Implementing Real-World Data Input Validation using Regular Expressions

Francis Norton shows how to use regular expressions to fulfil some real world data validation requirements, demonstrating techniques ranging from simple number format checks, to complex string validation that requires use of regex's powerful "lookahead" feature.

This article explains how to use .NET regular expressions to enforce the kind of logically complex input validation requirements that we sometimes confront in real specifications. This will allow us to start with basics and go on to exploit some fairly advanced features.

Because regular expressions are powerful and complex enough to be the subject of entire books, I’m going to stick strictly to their use in validation. I will entirely ignore otherwise interesting and valid topics like performance, comparison with non-.NET implementations, token extraction and replacement, in order to take you somewhere new on this topic while keeping some clarity and focus.

I will test the regexes using the PowerShell command line, which you can install from here. Because Microsoft’s architectural plan is that you can access the same .NET regex library whatever you’re writing, from ASP.NET (dead easy) to SQL Server 2005 (slightly greater difficulty – I include a reference at the end of the article that gives further details on this), the regular expression skills you learn in one context are directly transferable to another.

Some real validation requirements

These all come from real specs, I’ve simply selected some examples and arranged them in order of increasing logical complexity.

  1. Num: Numbers only. Can be negative or positive, for example 1234 or -1234.
  2. Dec: May be fixed length. A numeric amount (positive or negative) including a maximum of 2 decimal places unless stated otherwise, for example12345.5, 12345, 12345.50 or -12345.50 are all valid Dec 7 inputs
  3. UK Bank Sort Code: Six digits, either xx-xx-xx or xxxxxx input format allowed.
  4. House: Alphanumeric. Must not include the strings’PO Box’, ‘P.O. Box’, ‘P.O.Box’, ‘P.O Box’ or ‘POBox’ (any case)

Basics: Implementing NUM using “^”…”$”, “[“…”]”, “?” and “+”

This section will illustrate some core regex concepts and syntax, so if you’re familiar with the use of the above symbols in patterns, feel free to skip forwards.

Let’s take another look at the Num requirement:

  • Numbers only. Can be negative or positive, for example 1234 or -1234.

I take this to mean that we’ll accept anything consisting of an optional minus sign followed by one or more digits.

Excerpted data ▸
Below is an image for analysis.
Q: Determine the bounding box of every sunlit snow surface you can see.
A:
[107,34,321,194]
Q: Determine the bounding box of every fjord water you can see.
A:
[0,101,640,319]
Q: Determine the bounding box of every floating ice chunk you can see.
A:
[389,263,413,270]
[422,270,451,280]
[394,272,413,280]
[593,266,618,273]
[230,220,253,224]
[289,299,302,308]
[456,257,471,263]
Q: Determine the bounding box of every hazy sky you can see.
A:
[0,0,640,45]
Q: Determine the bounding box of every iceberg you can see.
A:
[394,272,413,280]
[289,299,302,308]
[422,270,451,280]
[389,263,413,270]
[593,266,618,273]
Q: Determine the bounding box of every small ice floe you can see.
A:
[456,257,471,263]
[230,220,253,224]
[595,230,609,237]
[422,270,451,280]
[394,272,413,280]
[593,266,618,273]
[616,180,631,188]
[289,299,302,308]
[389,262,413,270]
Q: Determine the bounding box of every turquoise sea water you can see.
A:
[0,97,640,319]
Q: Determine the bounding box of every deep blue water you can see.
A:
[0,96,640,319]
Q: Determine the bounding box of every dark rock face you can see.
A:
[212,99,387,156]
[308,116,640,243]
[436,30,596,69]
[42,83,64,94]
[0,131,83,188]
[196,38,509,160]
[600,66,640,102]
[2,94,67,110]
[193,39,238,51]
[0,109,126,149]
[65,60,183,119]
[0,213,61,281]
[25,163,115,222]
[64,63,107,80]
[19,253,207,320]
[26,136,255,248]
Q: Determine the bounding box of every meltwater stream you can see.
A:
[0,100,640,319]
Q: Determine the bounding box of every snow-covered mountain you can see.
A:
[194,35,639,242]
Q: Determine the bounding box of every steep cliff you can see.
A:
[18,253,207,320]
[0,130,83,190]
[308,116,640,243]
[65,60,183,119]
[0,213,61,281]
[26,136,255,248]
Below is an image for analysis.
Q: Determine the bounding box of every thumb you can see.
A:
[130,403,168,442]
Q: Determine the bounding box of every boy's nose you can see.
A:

Written tasks ▸
A. For each statement, say yes or no according to the article on validation with regular expressions, and quote the words that decide it. (i) The regexes are tested from the PowerShell command line. (ii) The article discusses regex performance. (iii) A UK Bank Sort Code may be entered only in the xxxxxx format.
B. According to the article on validation with regular expressions, how many decimal places may a Dec amount include unless stated otherwise?
C. Continue the article on validation with regular expressions, picking up right after its final sentence.
The records are separate material and have no connection to the regular expressions article.

The results ▸
A.
(i) Yes: "I will test the regexes using the PowerShell command line"
(ii) No: "I will entirely ignore otherwise interesting and valid topics like performance"
(iii) No: "Six digits, either xx-xx-xx or xxxxxx input format allowed."

B. A maximum of 2 decimal places.

C.
We can specify the “one or more digits” part by using square brackets and a dash for character ranges, and the plus sign (“+”) for repetition. Let’s start with character ranges, in this case the range of characters from “0” to “9”:

NOTE: If you’re new to PowerShell, you can read “[Regex]::IsMatch” as “use the static method ‘IsMatch’ of the .NET library ‘Regex'”. In fact we could use PowerShell’s “-cmatch” operator, which is precisely equivalent to a [Regex]::IsMatch() expression, but I like the clarity of using the .NET class directly. The square bracket expression is a character class. In effect, it gives us a concise way of doing a character-level OR expression, so “[0-9]” can be understood as “does the input character equal 0, 1, 2…or 9?” The dash (“-“) acts as a range operator in this context so “[0-9]” is exactly equivalent to “[0123456789]”. At the moment we’re simply testing whether the test string contains a match for the regex, which would be fine for searches, but when we’re doing validation we want to ensure that the test string doesn’t also contain non-matching text. For example:

We can stop that behaviour using the special characters “^” and “$” to specify that the regex pattern must match from the start to the end of the test string:

Now we’ll make the regex accept one or more digits by using the “+” modifier on the “[0-9]” character class. The “+” means, in general, “give me one or more matches for whatever I’ve been attached to”, so in this case means “give me one or more digits”.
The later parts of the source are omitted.